* Extracted records

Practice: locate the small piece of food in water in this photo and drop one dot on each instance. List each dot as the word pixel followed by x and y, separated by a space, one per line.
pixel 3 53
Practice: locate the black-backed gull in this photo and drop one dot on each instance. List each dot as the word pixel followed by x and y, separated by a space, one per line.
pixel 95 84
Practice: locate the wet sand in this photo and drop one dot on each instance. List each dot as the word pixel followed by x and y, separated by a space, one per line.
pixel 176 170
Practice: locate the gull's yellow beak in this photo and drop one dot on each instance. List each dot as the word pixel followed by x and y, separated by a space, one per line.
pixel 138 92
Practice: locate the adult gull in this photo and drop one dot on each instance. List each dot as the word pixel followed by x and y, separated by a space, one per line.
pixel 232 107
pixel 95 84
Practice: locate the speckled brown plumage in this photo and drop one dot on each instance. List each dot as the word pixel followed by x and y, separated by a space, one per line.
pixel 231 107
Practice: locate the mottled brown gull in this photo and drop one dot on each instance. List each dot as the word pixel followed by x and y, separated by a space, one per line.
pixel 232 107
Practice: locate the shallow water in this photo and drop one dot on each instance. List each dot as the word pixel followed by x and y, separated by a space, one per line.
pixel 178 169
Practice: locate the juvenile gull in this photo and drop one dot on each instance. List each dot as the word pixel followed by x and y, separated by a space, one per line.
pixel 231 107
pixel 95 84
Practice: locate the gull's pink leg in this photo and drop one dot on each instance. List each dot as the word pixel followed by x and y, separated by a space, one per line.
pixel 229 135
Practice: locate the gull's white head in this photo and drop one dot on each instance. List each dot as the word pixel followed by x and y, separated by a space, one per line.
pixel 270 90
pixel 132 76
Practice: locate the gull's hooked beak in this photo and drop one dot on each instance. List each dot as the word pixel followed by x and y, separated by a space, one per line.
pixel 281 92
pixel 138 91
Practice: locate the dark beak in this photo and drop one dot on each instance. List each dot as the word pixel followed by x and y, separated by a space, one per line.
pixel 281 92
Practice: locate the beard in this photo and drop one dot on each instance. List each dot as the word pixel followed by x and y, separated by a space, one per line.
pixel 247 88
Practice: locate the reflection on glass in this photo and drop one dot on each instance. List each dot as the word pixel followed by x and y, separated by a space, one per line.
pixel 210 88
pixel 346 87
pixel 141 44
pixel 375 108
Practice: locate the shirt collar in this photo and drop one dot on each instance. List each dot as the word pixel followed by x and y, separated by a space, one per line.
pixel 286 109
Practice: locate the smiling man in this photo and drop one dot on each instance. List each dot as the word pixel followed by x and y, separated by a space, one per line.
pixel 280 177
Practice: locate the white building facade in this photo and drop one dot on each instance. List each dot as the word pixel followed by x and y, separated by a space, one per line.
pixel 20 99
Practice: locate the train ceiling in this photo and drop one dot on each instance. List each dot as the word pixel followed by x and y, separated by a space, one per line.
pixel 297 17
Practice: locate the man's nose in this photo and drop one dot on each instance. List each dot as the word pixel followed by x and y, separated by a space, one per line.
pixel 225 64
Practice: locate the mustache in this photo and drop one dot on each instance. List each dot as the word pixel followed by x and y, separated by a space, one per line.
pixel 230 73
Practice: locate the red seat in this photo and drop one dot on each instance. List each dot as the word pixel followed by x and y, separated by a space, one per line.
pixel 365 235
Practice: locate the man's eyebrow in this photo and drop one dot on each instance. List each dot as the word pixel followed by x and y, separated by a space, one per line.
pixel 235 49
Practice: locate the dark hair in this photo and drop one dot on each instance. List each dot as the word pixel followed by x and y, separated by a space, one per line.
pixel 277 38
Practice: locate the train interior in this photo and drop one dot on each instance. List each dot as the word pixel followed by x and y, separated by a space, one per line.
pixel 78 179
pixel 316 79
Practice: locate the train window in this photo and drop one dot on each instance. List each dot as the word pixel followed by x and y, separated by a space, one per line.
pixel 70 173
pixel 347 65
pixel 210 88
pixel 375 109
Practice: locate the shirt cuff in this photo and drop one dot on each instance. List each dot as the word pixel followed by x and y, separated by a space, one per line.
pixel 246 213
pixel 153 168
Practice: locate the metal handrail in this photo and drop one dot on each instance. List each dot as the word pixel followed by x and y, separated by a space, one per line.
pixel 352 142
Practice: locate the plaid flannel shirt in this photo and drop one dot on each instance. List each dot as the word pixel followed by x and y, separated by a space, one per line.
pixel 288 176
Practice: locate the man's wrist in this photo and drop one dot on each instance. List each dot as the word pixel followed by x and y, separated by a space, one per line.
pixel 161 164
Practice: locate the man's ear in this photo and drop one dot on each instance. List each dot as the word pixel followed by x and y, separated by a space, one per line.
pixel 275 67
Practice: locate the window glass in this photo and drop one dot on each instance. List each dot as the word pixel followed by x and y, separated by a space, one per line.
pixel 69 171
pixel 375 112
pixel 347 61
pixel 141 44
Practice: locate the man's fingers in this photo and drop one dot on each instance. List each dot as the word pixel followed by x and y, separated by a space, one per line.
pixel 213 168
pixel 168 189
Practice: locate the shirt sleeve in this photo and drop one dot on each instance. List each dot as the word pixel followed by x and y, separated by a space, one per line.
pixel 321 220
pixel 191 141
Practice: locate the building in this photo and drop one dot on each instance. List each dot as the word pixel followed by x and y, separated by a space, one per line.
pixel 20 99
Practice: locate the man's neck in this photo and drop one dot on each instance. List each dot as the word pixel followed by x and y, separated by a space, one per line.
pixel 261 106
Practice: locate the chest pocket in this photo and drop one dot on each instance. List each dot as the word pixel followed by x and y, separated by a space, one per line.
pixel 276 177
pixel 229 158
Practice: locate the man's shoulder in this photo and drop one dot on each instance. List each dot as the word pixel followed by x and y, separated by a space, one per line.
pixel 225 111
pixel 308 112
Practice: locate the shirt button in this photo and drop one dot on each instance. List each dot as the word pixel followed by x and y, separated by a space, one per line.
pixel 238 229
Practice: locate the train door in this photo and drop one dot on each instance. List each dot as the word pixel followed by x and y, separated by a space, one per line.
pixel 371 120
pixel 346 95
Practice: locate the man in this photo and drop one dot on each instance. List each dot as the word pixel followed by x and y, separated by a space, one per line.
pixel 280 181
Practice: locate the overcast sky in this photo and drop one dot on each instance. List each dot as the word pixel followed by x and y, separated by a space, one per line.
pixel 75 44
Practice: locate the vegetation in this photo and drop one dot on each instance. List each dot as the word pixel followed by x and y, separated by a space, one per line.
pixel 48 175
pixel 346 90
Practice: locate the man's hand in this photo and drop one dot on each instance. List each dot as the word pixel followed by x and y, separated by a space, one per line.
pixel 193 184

* What to do
Starting with the row with "Practice: locate the man's fingers" and going on through the row with "pixel 191 141", write those rows out again, substituting "place" for "drop" and leaving everything else unchanged.

* Written solution
Practice: locate the man's fingers in this photo and place one dot on each instance. List each dot as the word pixel followed by x and y, separated by a space, one per line.
pixel 213 168
pixel 168 189
Practice: locate the shirt sleeve in this photo and place one dot on each instance. List each dot as the word pixel followed by x and y, separated by a space, one per line.
pixel 321 220
pixel 191 141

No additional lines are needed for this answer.